**任务要求**
1. 在《村事四题》这篇散文里,离作者住处三五千步的那座山叫什么名字?
2. 请从《村事四题》这篇散文最后一句之后接着往下写。

**阅读文章**
· · · · · · ·
村事四题
2020-09-06刘诚龙
刘诚龙
菜豆子冬豆子
淫雨霏霏,连月不开,星期天,开了,早晨开晴的。等了一个上午,想来山上水气也逸散了吧,走。人间早已芳菲尽,走,山头去。那里草会青些,树会绿些,地会软些,空气会香些。
楼外青山离我所居有座佘湖山,远我三五千步,不曾乌云遮望眼,叠叠青山也难见。眼睛望得穿山川,望不穿楼盘。嗯,乌云不曾遮望眼,楼盘几乎全遮了泰山,须得穿过好几条街道,脚亲芳泽,才可以青山养眼。山上有座庙,庙里有个老和尚,我是不大去的。有些时日了,不再以为彼处是仙居,那里也是人间的。穿城过市,本来想的是脱人间一晌,自然不用再去人间复印半日,便到山间草处抱膝坐,便在山间树处信步走。
山不高,山脚之下,非山,是园。市区扩了很多年了,洗脚上街,农民早做了市民。市民依然还是农民,田是不做了,菜还是种的,山脚,一脚脚往上走,他们开了一块块土,种了萝卜,种了花生。入冬,冬渐渐深,依然可见矮矮的辣椒树,挂着一树树辣椒,很多红了,有的依然还是青。辣椒在前不久还在开花吧。辣椒,真不服老。
冬天里,辣椒怎么着也是老了,其绿,是生命在挣扎最后一把。看那棵高大的梧桐树,早已不敢张扬生命,服了秋风之肃杀。秋风过耳,你不在意,秋风过地,树、草,包括人们,都怕了,冬风呢,还敢让他过耳吗?冬风过地,都被吓死了,你也吓得不太敢出门了。
有没被吓死的,菜豆子便是。菜园有点黄,是新辟的菜园吧,我看到了菜豆子,在菜园里兀自绿发,一蔸蔸地绿,一行行地绿,一园园地绿。菜豆子的叶片铜钱大小,我去的时候,一蔸已然一簇了。也许刚刚破土而出的那会仅是一根两叶,如体操运动的伸展动作,向着天空,取抱太阳之姿。此时,却是一蔸一窝,好像是一群叶娃娃,簇拥着凑堆子,冬天里太阳风轻吹来,是谁读了一句《诗经》?嘻嘻嘻嘻,我刚转身望别处,便听到菜豆子们笑起来了。
· · · · · · ·
**所给记录**

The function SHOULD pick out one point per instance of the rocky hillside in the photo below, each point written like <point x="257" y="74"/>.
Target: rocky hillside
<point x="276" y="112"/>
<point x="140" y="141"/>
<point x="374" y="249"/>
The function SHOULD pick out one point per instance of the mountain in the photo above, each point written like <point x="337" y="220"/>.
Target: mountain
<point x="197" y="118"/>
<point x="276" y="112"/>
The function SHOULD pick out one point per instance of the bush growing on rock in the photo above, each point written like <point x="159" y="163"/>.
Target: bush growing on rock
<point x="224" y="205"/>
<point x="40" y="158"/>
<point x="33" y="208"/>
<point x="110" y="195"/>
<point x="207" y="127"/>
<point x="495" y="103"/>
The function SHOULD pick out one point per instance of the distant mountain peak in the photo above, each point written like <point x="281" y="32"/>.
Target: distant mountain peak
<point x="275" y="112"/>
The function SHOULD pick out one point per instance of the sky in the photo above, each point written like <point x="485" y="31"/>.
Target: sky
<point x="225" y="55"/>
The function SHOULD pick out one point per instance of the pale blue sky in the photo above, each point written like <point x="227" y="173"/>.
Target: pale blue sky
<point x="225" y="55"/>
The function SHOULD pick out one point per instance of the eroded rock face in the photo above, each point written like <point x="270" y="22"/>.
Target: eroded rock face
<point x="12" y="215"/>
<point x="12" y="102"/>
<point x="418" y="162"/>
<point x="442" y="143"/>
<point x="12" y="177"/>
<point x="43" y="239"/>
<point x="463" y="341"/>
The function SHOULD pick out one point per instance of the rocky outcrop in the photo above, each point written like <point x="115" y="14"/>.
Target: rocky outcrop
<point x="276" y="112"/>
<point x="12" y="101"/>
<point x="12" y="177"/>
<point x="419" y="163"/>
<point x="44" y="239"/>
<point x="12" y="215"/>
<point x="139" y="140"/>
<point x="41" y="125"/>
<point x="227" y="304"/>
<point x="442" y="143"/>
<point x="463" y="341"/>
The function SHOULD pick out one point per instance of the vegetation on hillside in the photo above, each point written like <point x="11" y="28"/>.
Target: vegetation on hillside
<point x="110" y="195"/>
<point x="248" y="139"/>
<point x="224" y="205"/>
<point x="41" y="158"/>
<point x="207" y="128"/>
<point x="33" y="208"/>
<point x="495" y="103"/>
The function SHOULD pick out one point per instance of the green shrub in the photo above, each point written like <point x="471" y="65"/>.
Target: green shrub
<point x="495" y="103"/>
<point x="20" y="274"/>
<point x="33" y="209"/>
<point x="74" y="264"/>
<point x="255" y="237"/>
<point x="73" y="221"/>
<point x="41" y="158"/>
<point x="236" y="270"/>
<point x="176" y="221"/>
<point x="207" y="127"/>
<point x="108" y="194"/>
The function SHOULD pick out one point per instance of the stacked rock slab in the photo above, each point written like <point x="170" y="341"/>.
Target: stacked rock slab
· · · · · · ·
**答案列表**
1. 那座山叫佘湖山。

2.
我知道的菜豆子是很柔弱的。也是在秋冬,我娘叫我上山砍灌木,不大不小,不长不短。灌木有标准的,非国标,非省标,是我娘定的标,这标,是菜标。一人多高,拇指多粗,剁枝,削根,一根根,一排排,插到菜园去。有好几种菜,能长得很高,能结很多果实,却是自个撑不起自身,需要灌木搀扶着生长。
南瓜需要更高更大的灌木,冬瓜也是,一个南瓜一个冬瓜,动辄二三十斤,四五十斤,贡献太大,他们承不起自己的。豆角也是的,豆角一线线,掉璎珞也似,其对人类的贡献大于其对自身的设定。菜豆子也是藤蔓生,却比南瓜藤、比豆角藤更弱不禁风。南瓜藤摸上去很粗硬,菜豆子却是软毛毛的,感觉是,树阴照水爱晴柔,若有蜻蜓立上头,菜豆子便会身子一软,软落地底似的。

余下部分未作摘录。